PASSAGE SHOWN:

Obviously, that’s not to say that old games started sucking and were no longer fun to play. They didn’t. But their enduring appeal didn’t translate into sustainable marketability.  And that’s why successful games spawn franchises of endless sequels and a multiverse of linked-IP titles. And the old constantly gave way to the new. And the business always wanted the market to be focused on the new, because that’s where sales were.  (But yet, in other market segments, they keep making chess sets, decks of cards, balls, copies of popular board games that have been enjoyed for generations, such as Monopoly, etc.) For some reason, the prevailing wisdom was you couldn’t sell a videogame that everyone had already bought.

Well, until recently. A little over a decade ago, Nintendo introduced the Virtual Console on Wii, and started selling us games that they had made in the 1980s and 1990s.  And we bought them. In many cases, we bought them again. For some, it may have been the first time.

Even that wasn’t a completely new thing.  Every console has had classic games ported to it.  Atari has continually re-packaged its greatest hits into collections that have been sold on just about every console and platform that has been released since the original system exited the market. Virtually every big game developer has done it as well: Activision, Sega, SNK, Midway, Namco, and on and on.

And what made that possible?

Emulation.

Without emulation, putting an old game on a new system would have meant porting it, essentially re-writing the game from scratch. And ports were never capable of being entirely faithful to the original. There’s always differences, often substantial, to the point that the nostalgic value of a port is never quite there.  It’s not like playing the original.  You can never go home again.

But with emulation,  you could. Emulators were magic. With an emulator, a new machine could be made to work nearly exactly like some older machine with a completely different architecture, and run software for that older machine without further modification, and the results would be virtually indistinguishable from that software running on original hardware.  

The old systems may burn  out and break down.  The factory could stop making them and shift production to other, more profitable, more in demand product lines. But as long as someone could write an emulator to work on modern machines, old games could live, in theory forever.

TO BE DONE:
A – List the game developers that the passage on emulation names after the words "Virtually every big game developer has done it as well".
B – In the passage on emulation, retype everything from "Well, until recently." down to "the first time." with no changes.

DATA EXCERPT:
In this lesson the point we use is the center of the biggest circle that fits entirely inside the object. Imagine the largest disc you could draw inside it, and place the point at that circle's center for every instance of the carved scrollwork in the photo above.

SOLUTIONS TO THE EXERCISE:
A – Activision, Sega, SNK, Midway, Namco

B –
Well, until recently. A little over a decade ago, Nintendo introduced the Virtual Console on Wii, and started selling us games that they had made in the 1980s and 1990s.  And we bought them. In many cases, we bought them again. For some, it may have been the first time.